→ Set exercise
Could you reproduce only the stretch of rows from the one containing "of beige wall" through the one containing "[[142, 0, 1270, 581]]", with the requests left unchanged and every bounding-box coordinate in the answers shifted by -133?

→ Dataset excerpts
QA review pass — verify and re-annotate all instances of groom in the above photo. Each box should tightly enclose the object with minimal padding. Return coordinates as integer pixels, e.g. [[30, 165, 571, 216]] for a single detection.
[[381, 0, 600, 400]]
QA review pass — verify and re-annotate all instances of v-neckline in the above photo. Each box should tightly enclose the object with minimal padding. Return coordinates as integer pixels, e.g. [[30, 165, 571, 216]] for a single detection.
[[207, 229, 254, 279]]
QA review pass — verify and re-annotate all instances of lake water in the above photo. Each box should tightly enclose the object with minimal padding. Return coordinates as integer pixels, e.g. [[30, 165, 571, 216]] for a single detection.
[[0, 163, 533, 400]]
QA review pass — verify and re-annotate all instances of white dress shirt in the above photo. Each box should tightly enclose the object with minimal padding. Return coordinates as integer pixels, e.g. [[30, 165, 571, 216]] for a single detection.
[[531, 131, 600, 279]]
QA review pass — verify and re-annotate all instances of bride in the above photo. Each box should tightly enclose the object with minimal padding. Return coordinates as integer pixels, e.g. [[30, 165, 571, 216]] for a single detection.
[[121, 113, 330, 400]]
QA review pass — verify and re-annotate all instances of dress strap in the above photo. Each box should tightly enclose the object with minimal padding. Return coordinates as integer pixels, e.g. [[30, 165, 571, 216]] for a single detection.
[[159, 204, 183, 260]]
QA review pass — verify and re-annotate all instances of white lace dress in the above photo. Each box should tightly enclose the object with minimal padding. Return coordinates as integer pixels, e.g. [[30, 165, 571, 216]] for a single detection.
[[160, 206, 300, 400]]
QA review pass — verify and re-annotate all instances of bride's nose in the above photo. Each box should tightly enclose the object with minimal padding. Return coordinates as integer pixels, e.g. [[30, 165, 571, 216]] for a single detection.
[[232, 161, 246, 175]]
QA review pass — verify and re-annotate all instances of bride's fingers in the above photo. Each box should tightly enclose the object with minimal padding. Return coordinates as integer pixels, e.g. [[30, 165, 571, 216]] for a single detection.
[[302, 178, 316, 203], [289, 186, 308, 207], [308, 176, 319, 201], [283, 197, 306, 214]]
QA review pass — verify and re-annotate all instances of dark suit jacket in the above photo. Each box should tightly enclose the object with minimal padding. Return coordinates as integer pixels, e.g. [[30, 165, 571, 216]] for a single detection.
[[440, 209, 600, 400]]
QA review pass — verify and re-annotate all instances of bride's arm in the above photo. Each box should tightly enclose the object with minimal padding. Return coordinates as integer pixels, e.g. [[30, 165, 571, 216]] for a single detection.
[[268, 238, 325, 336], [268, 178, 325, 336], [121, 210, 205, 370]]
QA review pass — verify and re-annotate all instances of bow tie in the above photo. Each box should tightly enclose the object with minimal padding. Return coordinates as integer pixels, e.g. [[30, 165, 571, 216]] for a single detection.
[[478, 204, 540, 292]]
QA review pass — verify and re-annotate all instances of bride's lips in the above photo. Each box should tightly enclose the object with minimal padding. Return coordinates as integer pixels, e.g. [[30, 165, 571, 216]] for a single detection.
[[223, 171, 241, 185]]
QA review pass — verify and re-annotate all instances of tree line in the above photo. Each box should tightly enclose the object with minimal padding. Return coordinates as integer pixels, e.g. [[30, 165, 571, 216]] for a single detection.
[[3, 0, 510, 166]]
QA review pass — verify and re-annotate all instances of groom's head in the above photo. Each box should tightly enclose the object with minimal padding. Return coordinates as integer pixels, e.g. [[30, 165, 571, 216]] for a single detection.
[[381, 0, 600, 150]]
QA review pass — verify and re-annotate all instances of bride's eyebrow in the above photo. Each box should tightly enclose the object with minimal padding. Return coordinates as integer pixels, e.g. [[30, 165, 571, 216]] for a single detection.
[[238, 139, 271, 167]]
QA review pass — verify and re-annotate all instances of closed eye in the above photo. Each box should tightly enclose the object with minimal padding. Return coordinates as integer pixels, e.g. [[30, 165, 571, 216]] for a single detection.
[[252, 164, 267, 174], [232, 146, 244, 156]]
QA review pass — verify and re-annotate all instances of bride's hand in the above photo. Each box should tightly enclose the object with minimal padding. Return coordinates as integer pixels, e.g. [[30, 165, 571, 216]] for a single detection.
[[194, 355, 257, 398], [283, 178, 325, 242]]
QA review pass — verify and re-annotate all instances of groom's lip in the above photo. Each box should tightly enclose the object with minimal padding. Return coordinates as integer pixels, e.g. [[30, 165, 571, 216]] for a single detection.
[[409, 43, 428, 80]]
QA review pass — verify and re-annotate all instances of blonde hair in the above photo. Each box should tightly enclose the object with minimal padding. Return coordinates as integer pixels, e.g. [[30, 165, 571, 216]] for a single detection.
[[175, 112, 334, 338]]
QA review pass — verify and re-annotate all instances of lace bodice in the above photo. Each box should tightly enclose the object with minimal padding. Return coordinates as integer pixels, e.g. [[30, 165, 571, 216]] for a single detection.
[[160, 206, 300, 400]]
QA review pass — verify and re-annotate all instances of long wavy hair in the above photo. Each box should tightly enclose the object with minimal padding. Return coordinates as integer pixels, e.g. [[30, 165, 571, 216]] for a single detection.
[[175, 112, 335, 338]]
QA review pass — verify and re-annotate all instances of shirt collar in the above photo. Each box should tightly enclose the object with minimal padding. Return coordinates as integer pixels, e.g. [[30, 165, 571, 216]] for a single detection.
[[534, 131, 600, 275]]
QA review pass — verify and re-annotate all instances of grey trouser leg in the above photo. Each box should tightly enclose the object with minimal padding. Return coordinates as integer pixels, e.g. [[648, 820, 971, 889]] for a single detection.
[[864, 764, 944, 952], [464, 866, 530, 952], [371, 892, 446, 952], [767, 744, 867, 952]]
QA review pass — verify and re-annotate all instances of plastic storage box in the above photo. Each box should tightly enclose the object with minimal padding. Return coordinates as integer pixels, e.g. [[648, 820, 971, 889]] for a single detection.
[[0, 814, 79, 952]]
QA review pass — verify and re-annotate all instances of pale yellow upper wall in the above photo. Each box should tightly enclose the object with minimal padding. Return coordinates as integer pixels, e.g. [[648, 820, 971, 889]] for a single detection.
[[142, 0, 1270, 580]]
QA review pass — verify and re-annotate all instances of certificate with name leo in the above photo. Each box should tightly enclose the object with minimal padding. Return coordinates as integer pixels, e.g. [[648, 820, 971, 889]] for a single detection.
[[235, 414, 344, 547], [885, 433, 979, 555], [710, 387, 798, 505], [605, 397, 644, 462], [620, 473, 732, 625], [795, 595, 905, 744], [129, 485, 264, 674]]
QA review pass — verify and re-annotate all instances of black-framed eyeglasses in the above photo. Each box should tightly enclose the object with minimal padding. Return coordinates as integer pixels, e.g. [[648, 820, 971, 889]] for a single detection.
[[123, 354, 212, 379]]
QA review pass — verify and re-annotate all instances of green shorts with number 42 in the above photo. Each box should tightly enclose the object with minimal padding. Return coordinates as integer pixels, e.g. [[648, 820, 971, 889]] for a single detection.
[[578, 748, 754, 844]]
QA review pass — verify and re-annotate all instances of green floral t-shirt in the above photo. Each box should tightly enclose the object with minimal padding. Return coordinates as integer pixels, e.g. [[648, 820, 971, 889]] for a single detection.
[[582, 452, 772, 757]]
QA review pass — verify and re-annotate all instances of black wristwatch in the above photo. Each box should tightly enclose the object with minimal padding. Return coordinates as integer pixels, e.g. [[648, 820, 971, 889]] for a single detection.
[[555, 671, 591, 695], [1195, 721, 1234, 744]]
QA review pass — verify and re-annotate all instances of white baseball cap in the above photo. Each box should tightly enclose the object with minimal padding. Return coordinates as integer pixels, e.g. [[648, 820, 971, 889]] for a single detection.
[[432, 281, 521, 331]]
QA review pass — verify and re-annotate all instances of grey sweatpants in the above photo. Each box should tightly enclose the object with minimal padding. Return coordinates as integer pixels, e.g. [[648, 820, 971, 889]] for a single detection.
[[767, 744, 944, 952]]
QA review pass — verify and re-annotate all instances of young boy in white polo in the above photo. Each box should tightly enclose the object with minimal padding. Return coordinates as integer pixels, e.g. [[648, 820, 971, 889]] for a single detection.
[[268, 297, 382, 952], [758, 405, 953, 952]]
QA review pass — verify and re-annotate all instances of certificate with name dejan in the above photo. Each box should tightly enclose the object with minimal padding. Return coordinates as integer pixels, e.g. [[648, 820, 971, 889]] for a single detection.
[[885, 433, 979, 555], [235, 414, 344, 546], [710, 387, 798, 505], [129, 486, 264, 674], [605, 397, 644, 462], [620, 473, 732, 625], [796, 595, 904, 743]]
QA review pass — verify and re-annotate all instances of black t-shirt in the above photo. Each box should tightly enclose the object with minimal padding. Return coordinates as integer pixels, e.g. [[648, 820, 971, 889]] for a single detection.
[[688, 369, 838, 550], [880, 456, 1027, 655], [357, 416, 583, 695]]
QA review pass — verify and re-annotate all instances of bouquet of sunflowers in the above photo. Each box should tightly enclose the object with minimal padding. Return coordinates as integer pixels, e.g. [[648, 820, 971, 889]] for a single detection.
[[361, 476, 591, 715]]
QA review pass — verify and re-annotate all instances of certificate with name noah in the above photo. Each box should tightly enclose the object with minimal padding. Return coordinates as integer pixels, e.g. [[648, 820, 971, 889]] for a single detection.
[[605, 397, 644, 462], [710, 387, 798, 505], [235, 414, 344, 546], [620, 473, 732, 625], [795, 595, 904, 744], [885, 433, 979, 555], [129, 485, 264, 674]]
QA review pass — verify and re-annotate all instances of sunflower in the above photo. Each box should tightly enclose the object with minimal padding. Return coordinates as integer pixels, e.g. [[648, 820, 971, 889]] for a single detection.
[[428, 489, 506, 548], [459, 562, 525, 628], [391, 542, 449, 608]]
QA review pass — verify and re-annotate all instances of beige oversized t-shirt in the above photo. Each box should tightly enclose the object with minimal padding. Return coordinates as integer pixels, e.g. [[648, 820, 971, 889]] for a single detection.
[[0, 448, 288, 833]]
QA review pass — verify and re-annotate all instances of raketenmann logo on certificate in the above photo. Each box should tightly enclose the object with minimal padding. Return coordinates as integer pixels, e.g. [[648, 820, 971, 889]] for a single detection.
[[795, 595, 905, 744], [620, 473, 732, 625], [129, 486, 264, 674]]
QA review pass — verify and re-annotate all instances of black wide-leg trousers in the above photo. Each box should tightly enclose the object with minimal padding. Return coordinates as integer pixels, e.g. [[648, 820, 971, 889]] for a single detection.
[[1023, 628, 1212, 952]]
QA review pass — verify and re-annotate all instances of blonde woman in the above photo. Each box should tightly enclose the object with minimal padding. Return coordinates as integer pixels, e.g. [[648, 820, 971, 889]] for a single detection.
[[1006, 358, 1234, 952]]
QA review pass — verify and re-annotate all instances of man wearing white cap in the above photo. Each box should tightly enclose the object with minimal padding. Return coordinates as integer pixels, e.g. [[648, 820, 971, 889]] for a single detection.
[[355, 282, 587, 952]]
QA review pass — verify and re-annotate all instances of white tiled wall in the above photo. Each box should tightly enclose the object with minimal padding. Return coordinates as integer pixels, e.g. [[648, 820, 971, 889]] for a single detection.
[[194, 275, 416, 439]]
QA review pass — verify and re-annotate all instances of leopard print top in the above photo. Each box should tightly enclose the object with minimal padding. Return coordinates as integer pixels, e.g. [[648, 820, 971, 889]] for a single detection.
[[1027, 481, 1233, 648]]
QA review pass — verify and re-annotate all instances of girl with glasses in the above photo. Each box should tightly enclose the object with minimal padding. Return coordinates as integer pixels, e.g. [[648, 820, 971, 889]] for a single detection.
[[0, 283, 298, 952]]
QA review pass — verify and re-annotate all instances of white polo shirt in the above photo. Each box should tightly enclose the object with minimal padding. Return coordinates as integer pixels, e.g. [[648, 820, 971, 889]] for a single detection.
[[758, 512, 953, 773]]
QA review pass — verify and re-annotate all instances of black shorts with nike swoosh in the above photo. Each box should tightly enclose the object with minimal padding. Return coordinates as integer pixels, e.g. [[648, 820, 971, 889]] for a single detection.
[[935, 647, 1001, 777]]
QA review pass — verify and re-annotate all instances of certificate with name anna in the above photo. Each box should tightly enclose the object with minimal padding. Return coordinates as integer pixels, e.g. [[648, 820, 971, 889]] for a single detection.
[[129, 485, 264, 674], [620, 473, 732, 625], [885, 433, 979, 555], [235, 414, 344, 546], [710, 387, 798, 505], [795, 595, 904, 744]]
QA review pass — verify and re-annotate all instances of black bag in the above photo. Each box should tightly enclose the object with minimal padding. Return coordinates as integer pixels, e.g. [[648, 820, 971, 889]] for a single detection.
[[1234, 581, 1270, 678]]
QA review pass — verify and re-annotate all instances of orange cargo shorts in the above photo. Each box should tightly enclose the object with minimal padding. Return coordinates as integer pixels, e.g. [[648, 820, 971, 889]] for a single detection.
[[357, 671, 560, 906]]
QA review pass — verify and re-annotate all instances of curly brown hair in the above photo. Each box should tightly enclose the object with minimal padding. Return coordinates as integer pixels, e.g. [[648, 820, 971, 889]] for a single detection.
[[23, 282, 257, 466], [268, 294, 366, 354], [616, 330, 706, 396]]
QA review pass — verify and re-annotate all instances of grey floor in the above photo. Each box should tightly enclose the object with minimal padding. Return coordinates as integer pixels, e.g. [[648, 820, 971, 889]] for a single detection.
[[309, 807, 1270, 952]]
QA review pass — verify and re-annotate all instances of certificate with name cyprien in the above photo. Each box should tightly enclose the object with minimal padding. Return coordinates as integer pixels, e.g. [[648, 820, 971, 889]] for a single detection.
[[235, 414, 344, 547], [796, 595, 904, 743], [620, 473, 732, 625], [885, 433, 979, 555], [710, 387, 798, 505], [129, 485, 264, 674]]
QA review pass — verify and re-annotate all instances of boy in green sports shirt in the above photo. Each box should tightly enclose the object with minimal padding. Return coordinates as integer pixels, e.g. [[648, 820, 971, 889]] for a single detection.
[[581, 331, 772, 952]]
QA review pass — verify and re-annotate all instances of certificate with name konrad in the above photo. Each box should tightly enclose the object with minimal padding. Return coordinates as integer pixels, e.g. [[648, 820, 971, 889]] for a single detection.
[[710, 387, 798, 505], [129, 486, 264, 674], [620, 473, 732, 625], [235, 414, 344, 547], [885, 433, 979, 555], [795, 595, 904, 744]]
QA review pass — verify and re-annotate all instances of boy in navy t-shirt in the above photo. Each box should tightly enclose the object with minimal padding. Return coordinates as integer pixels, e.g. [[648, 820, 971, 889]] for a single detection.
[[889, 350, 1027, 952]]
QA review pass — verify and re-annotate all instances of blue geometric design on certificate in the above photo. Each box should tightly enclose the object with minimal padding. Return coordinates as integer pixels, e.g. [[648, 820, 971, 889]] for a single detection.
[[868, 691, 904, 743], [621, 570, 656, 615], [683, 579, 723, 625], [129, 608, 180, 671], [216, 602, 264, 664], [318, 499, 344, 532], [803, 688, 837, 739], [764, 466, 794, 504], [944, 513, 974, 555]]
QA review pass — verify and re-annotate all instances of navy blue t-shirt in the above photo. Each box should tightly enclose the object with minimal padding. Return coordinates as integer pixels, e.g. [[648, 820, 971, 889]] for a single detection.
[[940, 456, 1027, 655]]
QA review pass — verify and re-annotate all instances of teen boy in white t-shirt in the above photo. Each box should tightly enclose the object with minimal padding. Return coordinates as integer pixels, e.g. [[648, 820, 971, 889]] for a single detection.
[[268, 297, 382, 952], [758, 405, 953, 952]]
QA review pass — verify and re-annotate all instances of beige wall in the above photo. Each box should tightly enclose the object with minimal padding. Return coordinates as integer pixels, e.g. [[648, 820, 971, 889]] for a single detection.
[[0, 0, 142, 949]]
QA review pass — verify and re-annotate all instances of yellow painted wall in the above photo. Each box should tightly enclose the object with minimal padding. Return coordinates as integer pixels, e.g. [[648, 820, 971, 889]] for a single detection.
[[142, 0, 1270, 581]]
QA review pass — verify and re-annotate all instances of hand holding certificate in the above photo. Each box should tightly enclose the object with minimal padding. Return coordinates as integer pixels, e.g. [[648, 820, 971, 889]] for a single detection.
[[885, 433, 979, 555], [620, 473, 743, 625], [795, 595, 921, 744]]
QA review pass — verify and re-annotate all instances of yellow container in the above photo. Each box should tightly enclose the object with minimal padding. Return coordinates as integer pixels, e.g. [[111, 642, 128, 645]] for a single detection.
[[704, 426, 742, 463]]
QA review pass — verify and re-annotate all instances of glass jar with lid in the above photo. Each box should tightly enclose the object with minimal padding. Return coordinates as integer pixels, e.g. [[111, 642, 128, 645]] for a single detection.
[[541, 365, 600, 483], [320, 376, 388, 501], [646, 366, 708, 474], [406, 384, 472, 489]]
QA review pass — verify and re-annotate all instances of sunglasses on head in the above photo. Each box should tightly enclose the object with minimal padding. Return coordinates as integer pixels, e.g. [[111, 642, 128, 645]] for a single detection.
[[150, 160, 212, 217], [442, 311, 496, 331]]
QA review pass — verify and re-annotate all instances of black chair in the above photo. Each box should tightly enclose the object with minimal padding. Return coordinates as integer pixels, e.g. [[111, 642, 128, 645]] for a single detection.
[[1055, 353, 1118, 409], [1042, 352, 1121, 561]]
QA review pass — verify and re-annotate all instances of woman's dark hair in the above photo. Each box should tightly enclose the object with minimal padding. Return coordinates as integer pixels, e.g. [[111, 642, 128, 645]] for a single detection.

→ Full solution
QA review pass — verify and re-annotate all instances of beige wall in the above photo. Each box should tightly enclose the object with minimal padding. Return coordinates as integer pixels, e.g. [[648, 820, 971, 889]] for a single detection.
[[-133, -133, 9, 816]]
QA review pass — verify and re-annotate all instances of yellow painted wall in the above photo. Each box should tightly enclose the object with minimal padding. Return coordinates as integer pixels, e.g. [[648, 820, 971, 889]] for a single detection.
[[9, -133, 1137, 448]]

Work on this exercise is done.